#### [YOUR INSTRUCTIONS]
Copy the lines of the material below from the one containing "Question. For every instance of the fern frond" through the end, both included, changing "fern frond" to "palm frond" and leaving everything else as it is.
===== STORED ROWS
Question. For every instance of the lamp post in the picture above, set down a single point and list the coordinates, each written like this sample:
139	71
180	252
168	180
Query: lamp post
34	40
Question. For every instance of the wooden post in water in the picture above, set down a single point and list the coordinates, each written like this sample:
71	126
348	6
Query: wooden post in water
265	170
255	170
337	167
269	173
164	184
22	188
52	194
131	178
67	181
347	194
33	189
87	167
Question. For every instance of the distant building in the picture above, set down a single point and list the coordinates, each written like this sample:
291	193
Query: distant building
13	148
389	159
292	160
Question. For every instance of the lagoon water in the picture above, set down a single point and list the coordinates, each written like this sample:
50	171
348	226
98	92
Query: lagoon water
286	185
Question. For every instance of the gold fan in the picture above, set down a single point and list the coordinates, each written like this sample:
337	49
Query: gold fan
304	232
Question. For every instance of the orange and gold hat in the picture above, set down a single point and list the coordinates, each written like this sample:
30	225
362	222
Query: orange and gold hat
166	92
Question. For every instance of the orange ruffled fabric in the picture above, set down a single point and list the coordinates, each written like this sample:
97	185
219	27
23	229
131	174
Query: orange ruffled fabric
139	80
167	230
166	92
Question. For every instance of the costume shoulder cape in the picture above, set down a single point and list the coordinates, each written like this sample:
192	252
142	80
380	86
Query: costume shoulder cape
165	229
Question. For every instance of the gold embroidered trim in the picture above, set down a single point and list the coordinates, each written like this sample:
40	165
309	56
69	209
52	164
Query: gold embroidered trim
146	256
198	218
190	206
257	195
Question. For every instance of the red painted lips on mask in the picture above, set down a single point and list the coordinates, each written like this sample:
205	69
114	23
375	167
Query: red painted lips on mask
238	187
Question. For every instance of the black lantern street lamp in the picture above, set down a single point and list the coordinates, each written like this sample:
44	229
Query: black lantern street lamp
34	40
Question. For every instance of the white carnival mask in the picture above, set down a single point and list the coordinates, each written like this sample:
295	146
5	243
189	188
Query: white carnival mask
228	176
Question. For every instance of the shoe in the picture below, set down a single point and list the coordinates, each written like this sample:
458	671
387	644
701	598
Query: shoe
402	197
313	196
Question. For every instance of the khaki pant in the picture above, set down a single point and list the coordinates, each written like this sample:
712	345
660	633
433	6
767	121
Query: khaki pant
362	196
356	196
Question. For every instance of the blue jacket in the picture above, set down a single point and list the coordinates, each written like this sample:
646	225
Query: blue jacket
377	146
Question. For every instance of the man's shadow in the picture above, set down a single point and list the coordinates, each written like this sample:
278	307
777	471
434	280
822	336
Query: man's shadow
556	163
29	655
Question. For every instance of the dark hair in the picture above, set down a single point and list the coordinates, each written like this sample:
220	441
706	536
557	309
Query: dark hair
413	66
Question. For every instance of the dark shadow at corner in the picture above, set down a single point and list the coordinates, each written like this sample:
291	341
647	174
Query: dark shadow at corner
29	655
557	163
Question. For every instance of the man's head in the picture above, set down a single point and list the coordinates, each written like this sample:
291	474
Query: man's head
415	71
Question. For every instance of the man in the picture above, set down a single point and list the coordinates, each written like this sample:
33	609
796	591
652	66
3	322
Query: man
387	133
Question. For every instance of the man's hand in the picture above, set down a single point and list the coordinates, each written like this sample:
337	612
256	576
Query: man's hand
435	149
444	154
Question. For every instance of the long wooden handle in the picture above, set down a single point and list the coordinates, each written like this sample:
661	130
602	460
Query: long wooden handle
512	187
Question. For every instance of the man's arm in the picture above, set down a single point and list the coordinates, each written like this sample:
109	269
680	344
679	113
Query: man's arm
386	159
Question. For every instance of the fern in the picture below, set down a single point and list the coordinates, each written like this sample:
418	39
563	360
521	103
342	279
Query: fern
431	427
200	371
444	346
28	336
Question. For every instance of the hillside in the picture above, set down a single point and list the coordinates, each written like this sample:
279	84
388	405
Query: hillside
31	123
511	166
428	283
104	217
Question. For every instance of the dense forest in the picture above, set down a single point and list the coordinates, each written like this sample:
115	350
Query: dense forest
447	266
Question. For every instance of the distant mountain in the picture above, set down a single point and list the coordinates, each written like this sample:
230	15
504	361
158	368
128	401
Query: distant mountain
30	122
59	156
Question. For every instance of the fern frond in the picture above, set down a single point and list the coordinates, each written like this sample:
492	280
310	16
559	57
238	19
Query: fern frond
==========
#### [EXERCISE RESULT]
Question. For every instance of the palm frond in the picture above, set down a single point and list the coordinates, each written like this sample:
492	280
310	16
559	57
238	19
Query: palm frond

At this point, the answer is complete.